▶ **Exercise**
Nothing in the data may be altered; the answer is a verbatim copy of it.

▶ **Task material**
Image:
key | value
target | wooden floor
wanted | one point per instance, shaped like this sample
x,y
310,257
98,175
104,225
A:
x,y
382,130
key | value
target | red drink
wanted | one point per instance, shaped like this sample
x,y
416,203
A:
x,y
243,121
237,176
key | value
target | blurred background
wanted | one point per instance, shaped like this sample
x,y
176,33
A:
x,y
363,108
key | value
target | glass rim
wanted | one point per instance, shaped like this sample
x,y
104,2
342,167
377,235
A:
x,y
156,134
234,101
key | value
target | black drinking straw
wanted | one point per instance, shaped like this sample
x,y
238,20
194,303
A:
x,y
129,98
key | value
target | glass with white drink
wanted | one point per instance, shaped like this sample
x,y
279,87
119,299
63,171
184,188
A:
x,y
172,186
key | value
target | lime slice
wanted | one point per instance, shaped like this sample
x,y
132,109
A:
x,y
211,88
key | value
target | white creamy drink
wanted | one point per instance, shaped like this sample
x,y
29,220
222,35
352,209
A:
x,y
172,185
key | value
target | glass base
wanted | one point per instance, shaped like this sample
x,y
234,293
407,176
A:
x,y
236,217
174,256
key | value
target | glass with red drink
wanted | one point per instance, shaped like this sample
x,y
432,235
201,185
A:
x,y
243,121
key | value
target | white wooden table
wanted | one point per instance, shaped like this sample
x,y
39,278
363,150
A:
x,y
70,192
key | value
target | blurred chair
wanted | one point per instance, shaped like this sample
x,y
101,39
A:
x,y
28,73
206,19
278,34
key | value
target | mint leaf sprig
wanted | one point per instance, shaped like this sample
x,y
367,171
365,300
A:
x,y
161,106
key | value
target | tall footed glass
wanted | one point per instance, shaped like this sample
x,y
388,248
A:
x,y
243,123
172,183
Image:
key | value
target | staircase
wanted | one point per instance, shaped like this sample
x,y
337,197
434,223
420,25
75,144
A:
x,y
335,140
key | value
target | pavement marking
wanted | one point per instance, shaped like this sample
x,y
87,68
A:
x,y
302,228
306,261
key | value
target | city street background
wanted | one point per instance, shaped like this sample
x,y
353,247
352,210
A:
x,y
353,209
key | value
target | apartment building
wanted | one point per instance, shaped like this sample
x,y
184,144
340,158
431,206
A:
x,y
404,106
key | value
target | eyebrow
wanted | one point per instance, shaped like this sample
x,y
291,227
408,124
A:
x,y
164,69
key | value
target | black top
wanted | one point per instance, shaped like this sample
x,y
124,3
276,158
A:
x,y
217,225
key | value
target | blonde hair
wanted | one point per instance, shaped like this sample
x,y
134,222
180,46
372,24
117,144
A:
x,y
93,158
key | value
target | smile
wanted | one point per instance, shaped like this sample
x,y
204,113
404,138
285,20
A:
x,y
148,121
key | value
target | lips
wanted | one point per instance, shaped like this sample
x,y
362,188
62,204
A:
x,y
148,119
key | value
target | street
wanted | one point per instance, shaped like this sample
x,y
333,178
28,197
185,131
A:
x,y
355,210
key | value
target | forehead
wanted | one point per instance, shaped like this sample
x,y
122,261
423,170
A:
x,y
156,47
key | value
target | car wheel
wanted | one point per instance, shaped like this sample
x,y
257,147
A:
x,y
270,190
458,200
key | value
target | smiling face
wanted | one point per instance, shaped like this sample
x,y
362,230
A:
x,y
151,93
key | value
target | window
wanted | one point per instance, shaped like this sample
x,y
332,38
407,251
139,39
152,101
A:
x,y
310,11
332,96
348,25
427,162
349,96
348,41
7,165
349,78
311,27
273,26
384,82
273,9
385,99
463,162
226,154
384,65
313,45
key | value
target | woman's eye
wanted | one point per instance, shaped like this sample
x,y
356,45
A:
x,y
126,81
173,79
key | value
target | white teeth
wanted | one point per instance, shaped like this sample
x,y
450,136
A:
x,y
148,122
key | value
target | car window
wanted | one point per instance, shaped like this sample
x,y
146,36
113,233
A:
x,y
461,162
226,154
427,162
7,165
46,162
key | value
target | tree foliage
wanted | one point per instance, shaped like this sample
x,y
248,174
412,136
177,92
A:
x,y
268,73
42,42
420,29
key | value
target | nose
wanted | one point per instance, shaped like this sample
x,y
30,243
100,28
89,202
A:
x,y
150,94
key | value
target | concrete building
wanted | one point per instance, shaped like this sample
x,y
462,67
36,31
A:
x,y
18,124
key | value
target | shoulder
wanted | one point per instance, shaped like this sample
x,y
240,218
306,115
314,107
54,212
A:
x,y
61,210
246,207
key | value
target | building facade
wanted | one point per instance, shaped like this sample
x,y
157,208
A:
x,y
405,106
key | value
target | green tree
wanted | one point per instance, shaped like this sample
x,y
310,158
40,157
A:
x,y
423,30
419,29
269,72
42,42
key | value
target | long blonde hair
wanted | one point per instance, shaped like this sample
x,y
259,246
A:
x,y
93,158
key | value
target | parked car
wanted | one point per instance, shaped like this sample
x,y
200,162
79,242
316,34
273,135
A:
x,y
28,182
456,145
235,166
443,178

▶ **Answer to this exercise**
Image:
key | value
target | wooden floor
wanted | one point per instance, shaped like this sample
x,y
310,257
98,175
104,225
A:
x,y
382,130
key | value
target | red drink
wanted | one point per instance, shaped like this sample
x,y
416,203
A:
x,y
243,121
237,176
key | value
target | blurred background
wanted | one point per instance, shaped like this sample
x,y
176,33
A:
x,y
363,108
key | value
target | glass rim
wanted | one point per instance, shaped like this sample
x,y
104,2
342,167
377,235
A:
x,y
156,134
234,101
key | value
target | black drinking straw
wanted | one point per instance, shaped like this sample
x,y
238,20
194,303
A:
x,y
129,98
key | value
target | glass with white drink
wanted | one point per instance, shaped like this sample
x,y
279,87
119,299
63,171
184,188
A:
x,y
172,186
key | value
target | lime slice
wanted | one point per instance, shaped like this sample
x,y
132,109
A:
x,y
211,88
key | value
target | white creamy drink
wanted | one point per instance, shaped like this sample
x,y
29,220
222,35
352,209
A:
x,y
172,185
key | value
target | glass base
wanted | one point per instance, shaped like this sample
x,y
234,293
407,176
A:
x,y
236,217
174,256
key | value
target | glass with red drink
wanted | one point per instance, shaped like this sample
x,y
432,235
201,185
A:
x,y
243,121
key | value
target | white wooden table
wanted | one point per instance, shaped like this sample
x,y
39,278
363,150
A:
x,y
70,192
key | value
target | blurred chair
wanted | one point per instance, shaped like this sample
x,y
101,39
A:
x,y
28,73
206,19
278,34
key | value
target | mint leaf sprig
wanted | one point per instance, shaped like this sample
x,y
367,171
365,300
A:
x,y
161,106
key | value
target | tall footed glass
wanted | one point per instance, shaped like this sample
x,y
388,248
A:
x,y
243,123
172,183
Image:
key | value
target | staircase
wanted | one point per instance, shaped like this sample
x,y
337,197
434,223
420,25
75,144
A:
x,y
335,140
key | value
target | pavement marking
wanted | one point per instance, shaped like this sample
x,y
87,68
A:
x,y
302,228
306,261
key | value
target | city street background
wanted | one point per instance, shaped like this sample
x,y
353,247
352,210
A:
x,y
353,209
key | value
target | apartment building
wanted | one point per instance, shaped like this sample
x,y
184,144
340,158
431,206
A:
x,y
404,106
key | value
target | eyebrow
wanted | one point per instance, shaped like this sample
x,y
291,227
408,124
A:
x,y
164,69
key | value
target | black top
wanted | one point per instance, shaped like this sample
x,y
124,3
276,158
A:
x,y
217,225
key | value
target | blonde hair
wanted | one point per instance, shaped like this sample
x,y
134,222
180,46
372,24
117,144
A:
x,y
93,158
key | value
target | smile
wanted | one point per instance, shaped like this sample
x,y
204,113
404,138
285,20
A:
x,y
148,121
key | value
target | lips
wanted | one point per instance, shaped like this sample
x,y
362,188
62,204
A:
x,y
148,119
key | value
target | street
wanted | one point per instance, shaped like this sample
x,y
333,178
28,197
185,131
A:
x,y
355,210
key | value
target | forehead
wanted | one point per instance, shaped like this sample
x,y
122,261
423,170
A:
x,y
156,47
key | value
target | car wheel
wanted | one point per instance, shaped like this sample
x,y
257,147
A:
x,y
270,190
458,200
key | value
target | smiling face
wanted | one point per instance, shaped like this sample
x,y
362,230
A:
x,y
151,93
key | value
target | window
wanted | one point per instance, shaped like this sample
x,y
332,38
407,251
139,39
152,101
A:
x,y
310,11
332,96
348,25
427,162
349,96
348,41
7,165
349,78
311,27
273,26
384,82
273,9
385,99
463,162
226,154
384,65
313,45
key | value
target | woman's eye
wanted | one point per instance, shaped like this sample
x,y
356,45
A:
x,y
126,81
173,79
key | value
target | white teeth
wanted | one point per instance, shaped like this sample
x,y
450,136
A:
x,y
148,122
key | value
target | car window
wanted | one point per instance, shaped like this sample
x,y
146,36
113,233
A:
x,y
461,162
226,154
427,162
7,165
46,162
key | value
target | tree foliage
wanted | one point per instance, shaped like this sample
x,y
248,174
412,136
177,92
A:
x,y
268,73
42,42
420,29
key | value
target | nose
wanted | one point per instance, shaped like this sample
x,y
30,243
100,28
89,202
A:
x,y
150,94
key | value
target | concrete building
wanted | one point per instance, shaped like this sample
x,y
462,67
36,31
A:
x,y
18,124
key | value
target | shoulder
wanted | one point per instance, shaped like this sample
x,y
240,218
306,115
314,107
54,212
A:
x,y
61,210
246,207
key | value
target | building facade
wanted | one point per instance, shaped like this sample
x,y
157,208
A:
x,y
405,106
key | value
target | green tree
wanted | one point per instance, shaped like this sample
x,y
310,158
40,157
A:
x,y
423,30
419,29
269,72
42,42
key | value
target | long blonde hair
wanted | one point per instance, shaped like this sample
x,y
259,246
A:
x,y
93,158
key | value
target | parked car
wanted | one point per instance, shaped like this sample
x,y
200,162
79,242
316,34
273,135
A:
x,y
28,182
456,145
235,166
443,178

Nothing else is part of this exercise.